A pesar de los esfuerzos de la abuela por brindarles el calor que todos necesitaban, las necesidades básicas eran apremiantes y no podía darse el lujo de dedicarse de lleno a la formación integral de todos los miembros de la familia. Por esta razón, desde muy chico Ricardo emprendió su carrera de autoformación «alternativa» en las casas y en las calles de tan polémico barrio. La idea era tolerar una infancia de carencias materiales y afectuosas y a la vez aprender las lecciones de la dura comarca bajo el lema «pegas o te pegan, te defiendes o te damos». Tiempos de dura formación.
Sexo, drogas y rock and roll le acompañaron en su adolescencia; y de esto es fácil deducir la infinidad de problemas que configuraron lo complejo de su personalidad.
Con todo esto y más, nos podemos aventurar a precisar que ante semejante hoja de vida temprana de dicho personaje seríamos los último en entablar un vínculo cercano y mucho menos una amistad estrecha; pero para mí y para otras personas que fueron cercanas a él, esto sería la excepción a la regla.
EL CENAR
Hay tantas cosas que quiero hablar de este insigne amigo que no sé por dónde comenzar. 1994 yo cursaba primer año en el bachillerato en artes plásticas en el Centro Nacional de artes CENAR. Por las mañanas recibíamos las materias académicas y por la tarde, las vocacionales. Sucedió un día por la tarde, paseando por los pasillos del recién estrenado recinto de las artes, vi a un mucha-cho regordete, muy tímido, callado y reservado (¡Vaya! qué lejos estaba de aquella prematura impresión).
Torres estudiaba pintura en los cursos libres, y al año siguiente ingresó formalmente como estudiante de la institución; pero no fue hasta el segundo año que nos presentamos formalmente e iniciamos lentamente nuestra amistad. Lógicamente, al inicio no tenía mucha información de él, solo sabía que le decían “la Menche”, por su extraordinario parecido a Mercedes Sosa entre otras versiones.
En aquella época, ante mis ojos de estudiante, Torres era un chico majadero, picarón, juguetón y, por cierto, de varios vicios (práctica común en la mayoría de mis compañeros). Con todo, y a pesar de los principios religiosos que yo profesaba, me sedujo mucho su amistad y, ahora que lo recuerdo, también su rostro dulce y trato cariñoso. Ahora bien, poniendo las barbas en remojo, confieso que tampoco yo era tan equilibrado como para juzgar a «la Menche», ya que como estudiante era sumamente disfuncional, y lo que Ricardo y compañía me ofrecían era la jodarria y el vacil que tanta falta me hacían y que, como un narcótico, lograba disipar lo desencajado que me sentía.

=-=-=-=-=

**OBJETIVO PLANTEADO A:**
Responde según el extracto:
(i) ¿En qué año cursaba primer año del bachillerato en artes plásticas quien narra?
(ii) ¿Qué estudiaba Torres en los cursos libres?
(iii) ¿Bajo qué lema se aprendían las lecciones de la dura comarca?

Registros del conjunto de datos de anotación de puntos:

=-=-=-=-=

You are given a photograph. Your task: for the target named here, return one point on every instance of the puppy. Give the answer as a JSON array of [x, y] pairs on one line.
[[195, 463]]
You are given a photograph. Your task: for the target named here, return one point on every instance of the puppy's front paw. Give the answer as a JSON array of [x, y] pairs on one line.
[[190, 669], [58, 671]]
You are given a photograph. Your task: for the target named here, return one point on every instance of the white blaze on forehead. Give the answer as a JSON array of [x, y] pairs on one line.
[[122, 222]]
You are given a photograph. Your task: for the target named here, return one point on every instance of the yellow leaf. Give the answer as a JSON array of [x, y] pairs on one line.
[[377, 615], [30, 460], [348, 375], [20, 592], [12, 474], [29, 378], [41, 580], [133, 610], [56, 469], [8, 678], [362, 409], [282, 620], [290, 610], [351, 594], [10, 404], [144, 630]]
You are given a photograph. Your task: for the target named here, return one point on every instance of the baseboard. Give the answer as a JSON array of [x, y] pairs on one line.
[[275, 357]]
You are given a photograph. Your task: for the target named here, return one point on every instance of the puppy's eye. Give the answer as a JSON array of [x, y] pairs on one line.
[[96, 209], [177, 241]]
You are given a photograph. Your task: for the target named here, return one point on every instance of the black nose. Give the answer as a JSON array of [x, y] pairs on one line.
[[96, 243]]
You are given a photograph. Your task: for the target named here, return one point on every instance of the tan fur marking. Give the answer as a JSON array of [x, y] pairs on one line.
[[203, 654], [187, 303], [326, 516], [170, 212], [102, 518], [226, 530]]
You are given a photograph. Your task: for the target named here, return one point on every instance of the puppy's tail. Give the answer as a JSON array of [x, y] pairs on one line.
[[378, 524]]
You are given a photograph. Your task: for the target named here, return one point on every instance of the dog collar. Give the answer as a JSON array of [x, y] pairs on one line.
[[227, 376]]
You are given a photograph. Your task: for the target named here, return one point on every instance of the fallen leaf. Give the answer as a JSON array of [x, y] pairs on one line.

=-=-=-=-=

**OBJETIVO PLANTEADO B:** Reproduce sin cambios las entradas, empezando por la primera y terminando en la línea que contiene "[[195, 463]]", ambas incluidas.

**SOLUCIÓN ESCRITA A:**
(i) En 1994.
(ii) Pintura.
(iii) «pegas o te pegan, te defiendes o te damos».

**SOLUCIÓN ESCRITA B:**
You are given a photograph. Your task: for the target named here, return one point on every instance of the puppy. Give the answer as a JSON array of [x, y] pairs on one line.
[[195, 463]]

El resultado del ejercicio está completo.